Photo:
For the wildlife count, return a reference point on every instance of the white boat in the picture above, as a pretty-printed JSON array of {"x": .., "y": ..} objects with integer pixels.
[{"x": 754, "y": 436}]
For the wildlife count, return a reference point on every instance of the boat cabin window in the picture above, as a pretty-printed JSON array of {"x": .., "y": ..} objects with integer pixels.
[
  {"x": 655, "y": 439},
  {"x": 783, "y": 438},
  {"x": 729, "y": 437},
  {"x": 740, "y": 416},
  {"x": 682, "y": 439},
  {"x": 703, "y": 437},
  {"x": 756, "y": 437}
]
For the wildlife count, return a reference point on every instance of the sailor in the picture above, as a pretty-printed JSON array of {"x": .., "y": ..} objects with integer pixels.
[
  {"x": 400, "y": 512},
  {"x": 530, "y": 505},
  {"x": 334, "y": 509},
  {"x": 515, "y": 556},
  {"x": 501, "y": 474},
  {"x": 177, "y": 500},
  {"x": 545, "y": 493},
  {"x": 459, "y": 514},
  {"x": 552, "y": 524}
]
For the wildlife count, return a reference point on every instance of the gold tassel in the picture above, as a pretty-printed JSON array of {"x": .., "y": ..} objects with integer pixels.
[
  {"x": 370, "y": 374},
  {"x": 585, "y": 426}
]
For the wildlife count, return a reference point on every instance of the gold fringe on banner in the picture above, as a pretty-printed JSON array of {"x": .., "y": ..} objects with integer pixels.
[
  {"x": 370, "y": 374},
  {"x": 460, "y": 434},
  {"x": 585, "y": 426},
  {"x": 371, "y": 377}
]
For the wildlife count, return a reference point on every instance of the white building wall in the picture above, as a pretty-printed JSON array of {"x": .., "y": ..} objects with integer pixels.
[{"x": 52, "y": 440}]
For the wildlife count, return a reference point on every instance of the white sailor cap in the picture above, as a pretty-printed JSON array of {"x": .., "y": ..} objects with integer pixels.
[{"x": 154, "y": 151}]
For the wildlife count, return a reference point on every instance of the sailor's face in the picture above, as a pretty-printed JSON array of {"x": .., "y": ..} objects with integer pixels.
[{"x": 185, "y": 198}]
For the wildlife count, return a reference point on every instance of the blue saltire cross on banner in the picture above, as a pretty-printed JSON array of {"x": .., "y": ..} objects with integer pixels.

============

= Your task =
Each line from the one that contains "of the sailor's" through the last line of the listing above should be written out exactly, and no other line.

= Written response =
For the wildlife count, return a reference point on every instance of the sailor's face in the picture above, as a pretty-printed JSON array of {"x": .., "y": ..} objects with integer pixels.
[{"x": 185, "y": 198}]
For the wildlife count, return a reference point on every instance of the blue saltire cross on banner in the picture above, as a pretty-printed JSON array of {"x": .., "y": ..} objects with integer pixels.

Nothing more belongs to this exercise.